→ **Data supplied**:

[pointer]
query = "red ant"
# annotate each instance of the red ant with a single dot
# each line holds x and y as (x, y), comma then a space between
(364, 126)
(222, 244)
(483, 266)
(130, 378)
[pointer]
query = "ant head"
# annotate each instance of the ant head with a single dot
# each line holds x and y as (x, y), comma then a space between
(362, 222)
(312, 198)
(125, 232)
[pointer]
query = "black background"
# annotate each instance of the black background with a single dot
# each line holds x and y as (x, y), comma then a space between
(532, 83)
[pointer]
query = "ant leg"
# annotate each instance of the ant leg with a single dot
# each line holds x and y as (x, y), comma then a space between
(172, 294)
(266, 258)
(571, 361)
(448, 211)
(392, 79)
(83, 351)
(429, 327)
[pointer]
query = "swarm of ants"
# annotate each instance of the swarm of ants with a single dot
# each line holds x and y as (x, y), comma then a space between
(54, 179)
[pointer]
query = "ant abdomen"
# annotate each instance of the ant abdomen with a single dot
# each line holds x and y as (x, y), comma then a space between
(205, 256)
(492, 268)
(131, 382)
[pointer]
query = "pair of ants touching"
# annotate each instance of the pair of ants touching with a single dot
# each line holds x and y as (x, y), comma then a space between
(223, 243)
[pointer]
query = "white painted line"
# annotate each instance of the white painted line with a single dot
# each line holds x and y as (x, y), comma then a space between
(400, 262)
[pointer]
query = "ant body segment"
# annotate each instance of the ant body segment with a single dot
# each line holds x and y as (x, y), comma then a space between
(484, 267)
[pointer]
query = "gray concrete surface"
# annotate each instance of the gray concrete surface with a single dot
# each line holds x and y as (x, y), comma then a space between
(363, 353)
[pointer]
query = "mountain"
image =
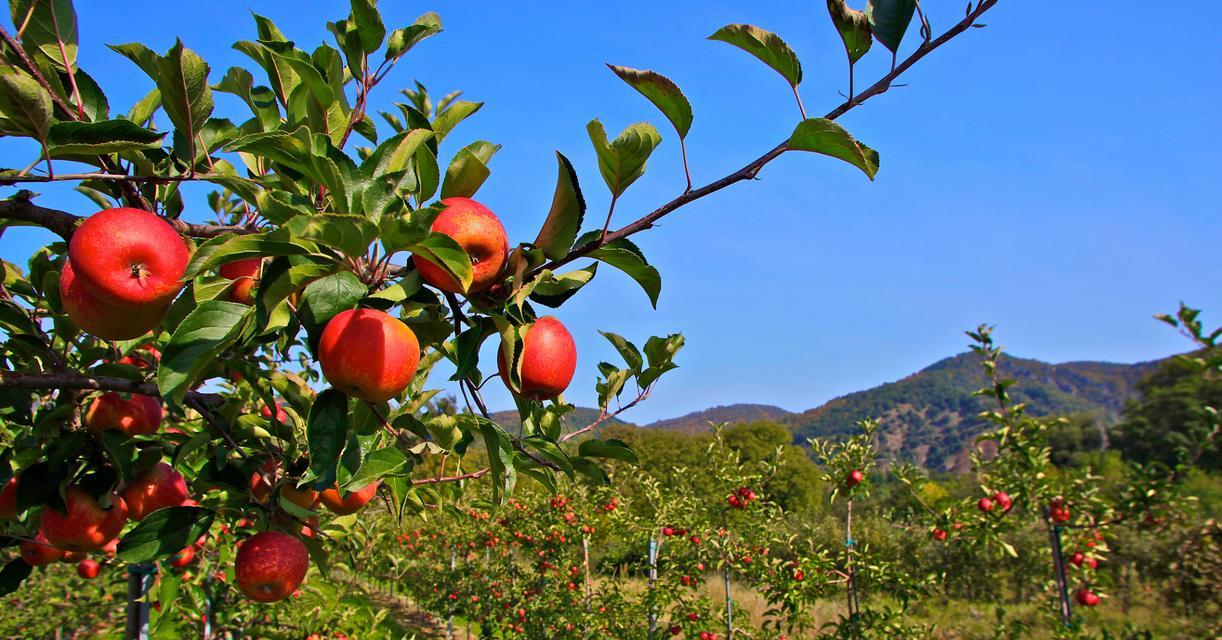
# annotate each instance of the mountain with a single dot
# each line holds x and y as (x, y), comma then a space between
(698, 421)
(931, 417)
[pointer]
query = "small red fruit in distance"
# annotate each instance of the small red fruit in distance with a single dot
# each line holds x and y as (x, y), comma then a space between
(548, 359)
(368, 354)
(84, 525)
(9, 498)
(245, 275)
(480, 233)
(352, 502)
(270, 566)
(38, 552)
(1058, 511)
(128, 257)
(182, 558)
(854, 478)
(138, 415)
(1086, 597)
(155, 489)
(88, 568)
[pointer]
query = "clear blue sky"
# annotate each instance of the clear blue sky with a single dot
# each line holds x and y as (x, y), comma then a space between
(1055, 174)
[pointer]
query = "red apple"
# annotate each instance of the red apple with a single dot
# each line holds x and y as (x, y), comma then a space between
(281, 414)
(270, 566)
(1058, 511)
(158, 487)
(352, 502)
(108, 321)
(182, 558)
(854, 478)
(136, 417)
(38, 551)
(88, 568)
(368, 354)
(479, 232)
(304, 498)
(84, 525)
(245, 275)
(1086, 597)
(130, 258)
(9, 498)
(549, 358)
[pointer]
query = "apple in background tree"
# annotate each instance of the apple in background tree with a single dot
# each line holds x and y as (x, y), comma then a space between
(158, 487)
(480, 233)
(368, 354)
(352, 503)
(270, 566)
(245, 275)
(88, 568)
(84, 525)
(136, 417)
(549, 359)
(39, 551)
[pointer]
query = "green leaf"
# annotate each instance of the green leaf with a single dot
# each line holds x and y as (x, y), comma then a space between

→ **Work required**: Produce an exact copy of every line above, with the images left out.

→ **Response**:
[pointer]
query = "red ant"
# annotate each instance of the red ant with a single dot
# each line holds x and y as (x, y), comma then a space between
(364, 126)
(222, 244)
(483, 266)
(130, 378)
[pointer]
query = "ant head"
# annotate each instance of the ant head with a single dot
# each line holds x and y as (x, y), comma then a space between
(362, 222)
(312, 198)
(125, 232)
[pointer]
query = "black background"
# annotate each instance of the black background with a single dot
# each line holds x and y as (x, y), comma then a space between
(532, 83)
[pointer]
query = "ant leg"
# annotate each instance of the ant leg with a single dot
# each line holds x and y as (x, y), comma then a space between
(172, 294)
(266, 258)
(571, 361)
(448, 211)
(392, 79)
(83, 351)
(429, 327)
[pointer]
query = "swarm of ants"
# annotate each instance of the swarm of ants with a single dot
# each line holds x and y as (x, y), comma then a space between
(54, 179)
[pointer]
query = "ant abdomen"
# annotate each instance of the ant abdomen with a single dot
# each line holds x and y as (x, y), comma then a space between
(205, 256)
(492, 268)
(131, 382)
[pointer]
query = "pair of ants touching"
# annotate each instance of the pair of ants touching with a single dot
# each line holds x and y as (x, y), comma then a space between
(223, 243)
[pointer]
query = "white painted line"
# annotate each instance of the white painted line with a single dot
# each line holds x and y as (x, y), comma then a space between
(400, 262)
[pointer]
query = "ant body segment"
# annotate each instance of the ant body segment with a single dot
# each line holds x and y as (x, y), comma then a space between
(484, 267)
[pointer]
query = "gray concrete surface"
# annotate each instance of the gray concrete surface with a single dot
# each line holds x and y as (x, y), comma then a space between
(363, 353)
[pointer]
query = "mountain"
image =
# annotate each instance of the mountain with a single dot
# each line holds x and y as (x, y), comma then a space between
(698, 421)
(931, 417)
[pointer]
query = "small red fruit in distance"
# annotate each instance of the small red fruit in distance with a single dot
# each line holds x and y as (x, y), comma then a space between
(548, 359)
(368, 354)
(84, 525)
(9, 498)
(245, 275)
(480, 233)
(352, 502)
(270, 566)
(38, 552)
(1058, 511)
(128, 257)
(182, 558)
(854, 478)
(138, 415)
(1086, 597)
(155, 489)
(88, 568)
[pointer]
query = "clear blue sky"
# annotate each instance of the clear blue sky with a single dot
# each line holds x and y as (x, y), comma then a space between
(1055, 174)
[pointer]
query = "red apple"
# annotate each instance of the red apple with a single dot
# each line holds x and y as (x, y), comma then a space between
(281, 414)
(270, 566)
(1058, 511)
(158, 487)
(352, 502)
(108, 321)
(182, 558)
(854, 478)
(136, 417)
(38, 551)
(88, 568)
(368, 354)
(479, 232)
(304, 498)
(84, 525)
(245, 275)
(1086, 597)
(130, 258)
(9, 498)
(549, 358)
[pointer]
query = "apple in background tree"
# annotate each instance of the apple in background tree with a single dot
# each line holds x and y as (x, y), comma then a space between
(158, 487)
(480, 233)
(368, 354)
(352, 503)
(270, 566)
(245, 275)
(88, 568)
(84, 525)
(136, 417)
(549, 359)
(39, 551)
[pointer]
query = "green leaf"
# annotate each instance of the green leaf with a single dot
# each line holds x and y as (x, y), comma then a space between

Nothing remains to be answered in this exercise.